In the past decade, patterns have become a popular way of expressing
reusable 'how-to' knowledge.
A pattern is essentially a named piece of advice on a possible solution
to a particular category of problem. For example: how do you store a collection
of variable size, or of variable-sized items (and supposing, for the sake
of the example, that you don't have a predefined library class that does
the job)? A designer might tell another "I made a Linked List for
these items"; using the name of the well-known pattern helps the colleague
immediately understand how the solution works, even though the exact details
of the implementation haven't been revealed.
Although it may incorporate a piece of program design, a pattern is
more than that. It incorporates advice on when it should be used, variations
that may be employed, pitfalls to look out for. A conventional layout for
patterns has evolved from debate, especially at the annual PLoP conferences
and at websites such as http://hillside.net/patterns/
In addition to the well-known 1994 book Design Patterns (Gamma,
et al), there are books on requirements analysis (e.g. Martin Fowler),
architecture (e.g. Buschmann et al), the software process (Ambler), and
project management (Coplien), all presented in the patterns style. A good
recent book by Mark Grand catalogues design patterns in UML and Java.

** Given information **
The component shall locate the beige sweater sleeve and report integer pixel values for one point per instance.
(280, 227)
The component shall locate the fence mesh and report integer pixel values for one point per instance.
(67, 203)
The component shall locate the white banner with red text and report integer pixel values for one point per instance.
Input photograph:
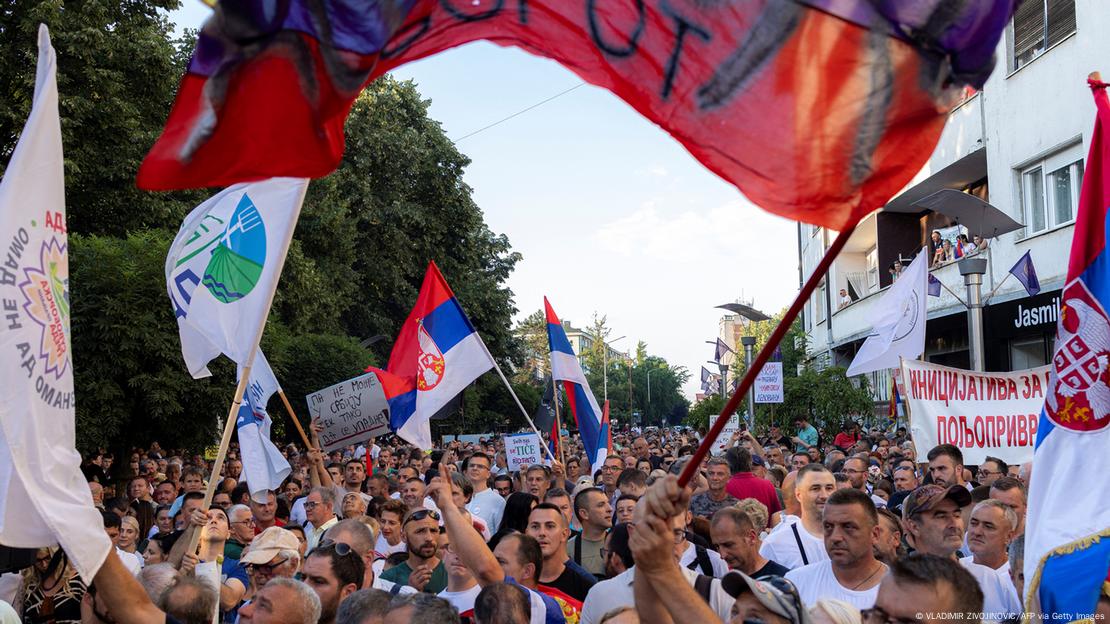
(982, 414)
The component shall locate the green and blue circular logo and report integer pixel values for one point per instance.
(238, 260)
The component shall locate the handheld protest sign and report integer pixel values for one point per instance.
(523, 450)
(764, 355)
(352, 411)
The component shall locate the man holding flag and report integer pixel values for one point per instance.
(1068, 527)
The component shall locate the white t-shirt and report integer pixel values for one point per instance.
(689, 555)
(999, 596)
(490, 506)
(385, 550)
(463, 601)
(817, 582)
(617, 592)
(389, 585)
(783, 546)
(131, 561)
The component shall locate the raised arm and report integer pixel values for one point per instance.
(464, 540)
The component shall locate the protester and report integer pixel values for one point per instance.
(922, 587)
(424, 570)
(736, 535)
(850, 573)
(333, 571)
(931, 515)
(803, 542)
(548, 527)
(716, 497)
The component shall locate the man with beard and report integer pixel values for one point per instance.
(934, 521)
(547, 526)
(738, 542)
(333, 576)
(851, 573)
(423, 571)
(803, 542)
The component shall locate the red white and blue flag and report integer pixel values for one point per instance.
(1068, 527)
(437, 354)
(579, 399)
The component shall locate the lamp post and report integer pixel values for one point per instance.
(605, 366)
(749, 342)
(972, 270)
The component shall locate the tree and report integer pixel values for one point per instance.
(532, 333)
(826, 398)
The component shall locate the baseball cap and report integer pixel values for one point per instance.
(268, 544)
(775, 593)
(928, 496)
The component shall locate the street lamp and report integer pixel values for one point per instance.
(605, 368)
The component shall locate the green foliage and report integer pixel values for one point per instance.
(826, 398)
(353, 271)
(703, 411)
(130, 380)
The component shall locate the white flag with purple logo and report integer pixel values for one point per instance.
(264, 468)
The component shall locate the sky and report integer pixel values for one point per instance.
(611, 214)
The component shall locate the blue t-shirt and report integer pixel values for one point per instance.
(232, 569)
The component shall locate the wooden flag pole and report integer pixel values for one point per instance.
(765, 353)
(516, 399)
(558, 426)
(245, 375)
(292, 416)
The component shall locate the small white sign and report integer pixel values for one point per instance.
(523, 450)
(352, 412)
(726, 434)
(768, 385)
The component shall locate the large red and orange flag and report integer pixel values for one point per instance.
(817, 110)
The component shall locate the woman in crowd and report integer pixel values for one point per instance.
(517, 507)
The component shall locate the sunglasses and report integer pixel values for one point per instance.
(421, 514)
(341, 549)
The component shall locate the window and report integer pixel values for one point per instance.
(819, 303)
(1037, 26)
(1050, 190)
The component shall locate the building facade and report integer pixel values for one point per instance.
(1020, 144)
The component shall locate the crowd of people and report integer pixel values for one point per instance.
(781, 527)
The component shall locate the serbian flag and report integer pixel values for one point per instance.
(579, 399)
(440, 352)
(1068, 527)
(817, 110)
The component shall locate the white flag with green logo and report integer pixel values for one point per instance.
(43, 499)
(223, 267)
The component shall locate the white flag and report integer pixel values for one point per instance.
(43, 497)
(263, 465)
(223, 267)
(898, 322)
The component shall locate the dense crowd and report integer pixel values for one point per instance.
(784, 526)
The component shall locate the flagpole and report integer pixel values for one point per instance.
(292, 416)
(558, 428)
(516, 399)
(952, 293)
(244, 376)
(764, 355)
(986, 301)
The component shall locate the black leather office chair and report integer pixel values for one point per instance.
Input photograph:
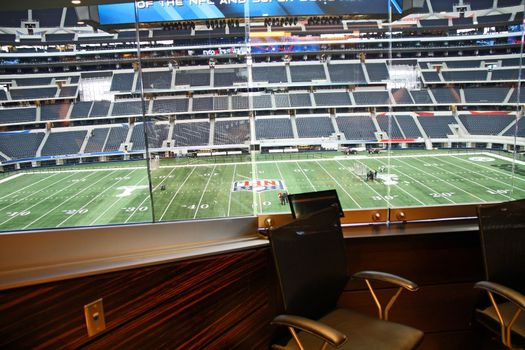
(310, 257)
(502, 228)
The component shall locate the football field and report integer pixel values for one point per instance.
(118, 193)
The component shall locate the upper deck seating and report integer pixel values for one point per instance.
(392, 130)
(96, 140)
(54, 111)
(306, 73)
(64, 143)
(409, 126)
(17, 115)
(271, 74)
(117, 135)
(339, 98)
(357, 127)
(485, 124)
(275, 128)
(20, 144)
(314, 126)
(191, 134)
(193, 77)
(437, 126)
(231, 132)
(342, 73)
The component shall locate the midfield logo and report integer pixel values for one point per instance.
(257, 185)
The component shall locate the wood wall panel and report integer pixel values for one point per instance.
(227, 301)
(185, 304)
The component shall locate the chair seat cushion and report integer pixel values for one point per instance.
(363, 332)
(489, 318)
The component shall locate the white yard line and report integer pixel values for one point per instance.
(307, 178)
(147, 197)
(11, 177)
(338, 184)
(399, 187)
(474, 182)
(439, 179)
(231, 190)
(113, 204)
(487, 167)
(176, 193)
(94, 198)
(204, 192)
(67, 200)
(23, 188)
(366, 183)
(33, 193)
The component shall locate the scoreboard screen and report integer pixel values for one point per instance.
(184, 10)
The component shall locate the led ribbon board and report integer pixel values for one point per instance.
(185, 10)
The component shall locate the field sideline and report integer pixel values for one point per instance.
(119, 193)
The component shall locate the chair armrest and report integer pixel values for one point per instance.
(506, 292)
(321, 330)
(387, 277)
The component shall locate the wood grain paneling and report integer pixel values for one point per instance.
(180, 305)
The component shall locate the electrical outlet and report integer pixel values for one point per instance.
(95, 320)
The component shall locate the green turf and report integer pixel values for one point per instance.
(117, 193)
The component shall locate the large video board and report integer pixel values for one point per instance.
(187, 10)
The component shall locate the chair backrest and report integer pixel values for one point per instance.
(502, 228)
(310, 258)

==

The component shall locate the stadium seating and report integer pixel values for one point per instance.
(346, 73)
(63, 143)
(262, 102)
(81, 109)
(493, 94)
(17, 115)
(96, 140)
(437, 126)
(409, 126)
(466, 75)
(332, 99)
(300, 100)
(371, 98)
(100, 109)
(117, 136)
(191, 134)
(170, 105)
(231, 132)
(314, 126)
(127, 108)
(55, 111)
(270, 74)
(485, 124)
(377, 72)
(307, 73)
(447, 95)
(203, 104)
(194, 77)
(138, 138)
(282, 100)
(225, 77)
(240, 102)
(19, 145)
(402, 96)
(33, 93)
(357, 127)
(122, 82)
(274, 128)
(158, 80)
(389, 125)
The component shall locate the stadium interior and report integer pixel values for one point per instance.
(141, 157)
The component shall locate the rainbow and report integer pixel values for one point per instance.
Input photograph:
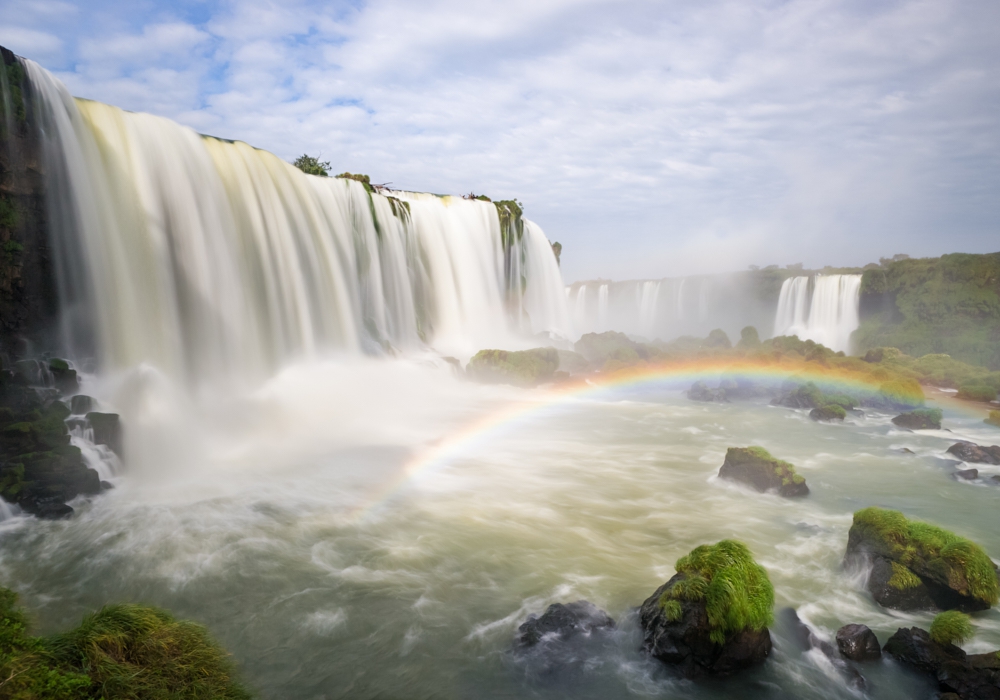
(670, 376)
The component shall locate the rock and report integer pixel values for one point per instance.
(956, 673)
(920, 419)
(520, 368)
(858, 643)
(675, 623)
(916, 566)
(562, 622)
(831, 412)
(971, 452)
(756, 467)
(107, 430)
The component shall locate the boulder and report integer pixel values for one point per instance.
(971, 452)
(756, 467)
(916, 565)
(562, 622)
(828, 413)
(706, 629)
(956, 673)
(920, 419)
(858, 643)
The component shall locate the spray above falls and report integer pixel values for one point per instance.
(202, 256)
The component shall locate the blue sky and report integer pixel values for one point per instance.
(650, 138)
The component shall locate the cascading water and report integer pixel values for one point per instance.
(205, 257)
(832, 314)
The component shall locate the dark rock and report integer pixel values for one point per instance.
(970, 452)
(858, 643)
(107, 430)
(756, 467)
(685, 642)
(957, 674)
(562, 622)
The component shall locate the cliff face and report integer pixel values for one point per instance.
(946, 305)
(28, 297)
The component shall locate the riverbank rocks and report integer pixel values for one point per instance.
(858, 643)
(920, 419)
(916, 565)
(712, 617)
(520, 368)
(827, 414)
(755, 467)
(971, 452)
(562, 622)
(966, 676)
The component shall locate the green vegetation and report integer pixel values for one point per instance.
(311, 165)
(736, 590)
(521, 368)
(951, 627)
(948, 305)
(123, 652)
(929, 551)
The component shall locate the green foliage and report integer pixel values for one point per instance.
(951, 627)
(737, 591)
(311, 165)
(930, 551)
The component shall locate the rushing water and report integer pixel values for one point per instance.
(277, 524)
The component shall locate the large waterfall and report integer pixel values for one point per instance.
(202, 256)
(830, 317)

** The task **
Answer these questions using the text about patterns above:
(a) What pattern does the designer in the example say was made for the items?
(b) Besides a piece of program design, what three things does a pattern incorporate?
(c) In what year was the book Design Patterns published?

** Full answer **
(a) A Linked List.
(b) Advice on when it should be used, variations that may be employed, and pitfalls to look out for.
(c) 1994.